Available data:
Segment Open

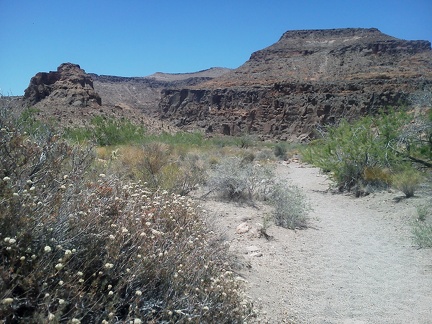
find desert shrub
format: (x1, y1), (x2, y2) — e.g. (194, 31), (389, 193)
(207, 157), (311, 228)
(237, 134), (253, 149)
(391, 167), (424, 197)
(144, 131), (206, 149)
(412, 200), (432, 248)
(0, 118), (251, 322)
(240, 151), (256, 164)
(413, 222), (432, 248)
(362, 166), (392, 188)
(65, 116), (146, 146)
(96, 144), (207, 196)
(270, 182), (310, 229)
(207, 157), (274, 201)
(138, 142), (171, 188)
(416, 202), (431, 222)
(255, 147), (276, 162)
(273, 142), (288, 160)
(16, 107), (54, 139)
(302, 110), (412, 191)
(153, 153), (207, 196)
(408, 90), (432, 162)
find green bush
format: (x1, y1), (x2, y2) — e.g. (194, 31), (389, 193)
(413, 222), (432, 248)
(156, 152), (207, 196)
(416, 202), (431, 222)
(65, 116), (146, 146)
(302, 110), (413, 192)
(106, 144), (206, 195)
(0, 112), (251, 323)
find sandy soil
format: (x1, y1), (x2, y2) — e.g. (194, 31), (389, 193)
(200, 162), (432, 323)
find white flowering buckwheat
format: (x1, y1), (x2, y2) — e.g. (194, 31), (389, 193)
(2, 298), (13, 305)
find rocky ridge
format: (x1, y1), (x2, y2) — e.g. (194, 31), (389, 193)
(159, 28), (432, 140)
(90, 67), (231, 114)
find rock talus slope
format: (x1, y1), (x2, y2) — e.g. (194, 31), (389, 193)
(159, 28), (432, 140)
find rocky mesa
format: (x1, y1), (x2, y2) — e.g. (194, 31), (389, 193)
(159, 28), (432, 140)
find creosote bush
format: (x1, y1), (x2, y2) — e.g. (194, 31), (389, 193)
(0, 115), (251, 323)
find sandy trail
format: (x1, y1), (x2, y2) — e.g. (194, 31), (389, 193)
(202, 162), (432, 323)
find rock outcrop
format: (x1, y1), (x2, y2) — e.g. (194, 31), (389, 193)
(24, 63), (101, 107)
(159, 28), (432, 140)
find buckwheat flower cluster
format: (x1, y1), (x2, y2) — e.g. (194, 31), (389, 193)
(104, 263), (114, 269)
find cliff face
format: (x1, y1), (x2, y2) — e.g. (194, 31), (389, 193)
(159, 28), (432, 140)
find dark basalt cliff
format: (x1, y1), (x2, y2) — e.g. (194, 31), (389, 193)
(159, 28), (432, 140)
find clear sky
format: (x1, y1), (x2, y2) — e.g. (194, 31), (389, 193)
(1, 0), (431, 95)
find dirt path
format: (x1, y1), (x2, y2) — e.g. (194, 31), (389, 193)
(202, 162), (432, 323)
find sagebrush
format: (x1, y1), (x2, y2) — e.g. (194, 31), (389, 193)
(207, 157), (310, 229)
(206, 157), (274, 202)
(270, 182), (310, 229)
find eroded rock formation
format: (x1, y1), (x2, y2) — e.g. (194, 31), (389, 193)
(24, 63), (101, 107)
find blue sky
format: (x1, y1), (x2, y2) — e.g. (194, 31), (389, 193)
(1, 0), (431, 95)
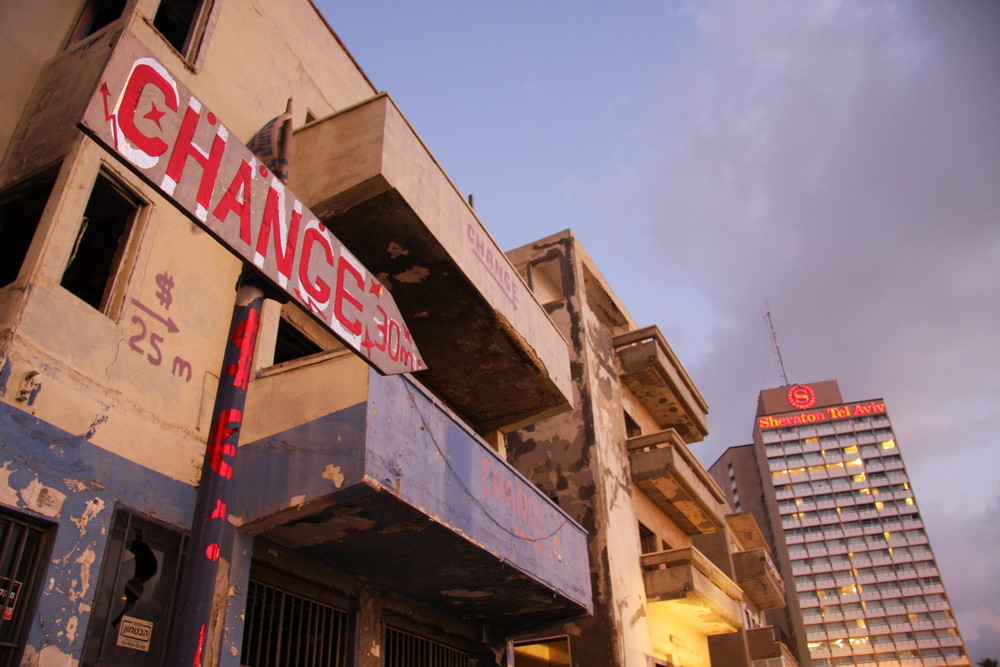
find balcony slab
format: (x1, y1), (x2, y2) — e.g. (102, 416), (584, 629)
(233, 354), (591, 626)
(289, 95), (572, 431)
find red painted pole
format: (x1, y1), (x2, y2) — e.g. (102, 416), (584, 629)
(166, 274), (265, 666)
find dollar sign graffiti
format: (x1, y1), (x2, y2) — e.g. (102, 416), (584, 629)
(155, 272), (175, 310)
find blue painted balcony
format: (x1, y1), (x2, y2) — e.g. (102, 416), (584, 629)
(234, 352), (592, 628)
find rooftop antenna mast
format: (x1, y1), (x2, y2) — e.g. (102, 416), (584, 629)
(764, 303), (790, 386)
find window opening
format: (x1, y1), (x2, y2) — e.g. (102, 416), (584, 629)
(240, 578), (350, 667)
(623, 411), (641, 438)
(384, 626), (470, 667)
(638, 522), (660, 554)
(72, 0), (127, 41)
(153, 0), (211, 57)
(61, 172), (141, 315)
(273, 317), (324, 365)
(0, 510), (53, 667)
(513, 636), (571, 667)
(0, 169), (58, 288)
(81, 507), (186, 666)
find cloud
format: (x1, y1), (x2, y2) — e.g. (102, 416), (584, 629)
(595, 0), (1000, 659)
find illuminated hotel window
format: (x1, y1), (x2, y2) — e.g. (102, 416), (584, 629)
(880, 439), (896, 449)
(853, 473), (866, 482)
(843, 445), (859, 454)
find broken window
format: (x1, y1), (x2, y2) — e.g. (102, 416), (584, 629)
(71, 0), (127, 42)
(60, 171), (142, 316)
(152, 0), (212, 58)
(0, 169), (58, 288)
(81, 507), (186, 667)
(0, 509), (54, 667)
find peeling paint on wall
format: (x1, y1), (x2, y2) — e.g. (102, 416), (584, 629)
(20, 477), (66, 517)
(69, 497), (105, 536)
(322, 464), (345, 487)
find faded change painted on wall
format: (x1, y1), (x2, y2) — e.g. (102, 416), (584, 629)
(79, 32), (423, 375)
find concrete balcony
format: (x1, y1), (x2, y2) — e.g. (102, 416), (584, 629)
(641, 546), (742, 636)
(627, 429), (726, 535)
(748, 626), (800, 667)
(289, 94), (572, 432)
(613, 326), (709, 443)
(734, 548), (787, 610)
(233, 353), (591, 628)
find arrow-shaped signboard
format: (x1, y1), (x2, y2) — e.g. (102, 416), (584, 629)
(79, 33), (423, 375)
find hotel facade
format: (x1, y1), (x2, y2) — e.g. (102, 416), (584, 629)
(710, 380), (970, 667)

Segment Closed

Task description: Nothing but the lines from the line containing "find faded change painted on wall" through the final line of the entries should appear in your answer, copied exactly.

Task solution:
find faded change painted on wall
format: (x1, y1), (x2, y2) — e.g. (102, 416), (584, 629)
(79, 32), (423, 375)
find concrete balcony
format: (x1, y1), (x2, y2) — e.g. (102, 416), (584, 629)
(641, 546), (742, 636)
(627, 429), (726, 535)
(748, 626), (800, 667)
(289, 94), (572, 432)
(613, 326), (709, 443)
(734, 548), (787, 610)
(233, 353), (591, 628)
find arrow-shaped signboard
format: (x1, y1), (x2, y2) — e.g. (102, 416), (584, 629)
(79, 33), (423, 375)
find hotel facade
format: (x1, y1), (x2, y2) — e.g. (102, 416), (584, 629)
(710, 380), (970, 667)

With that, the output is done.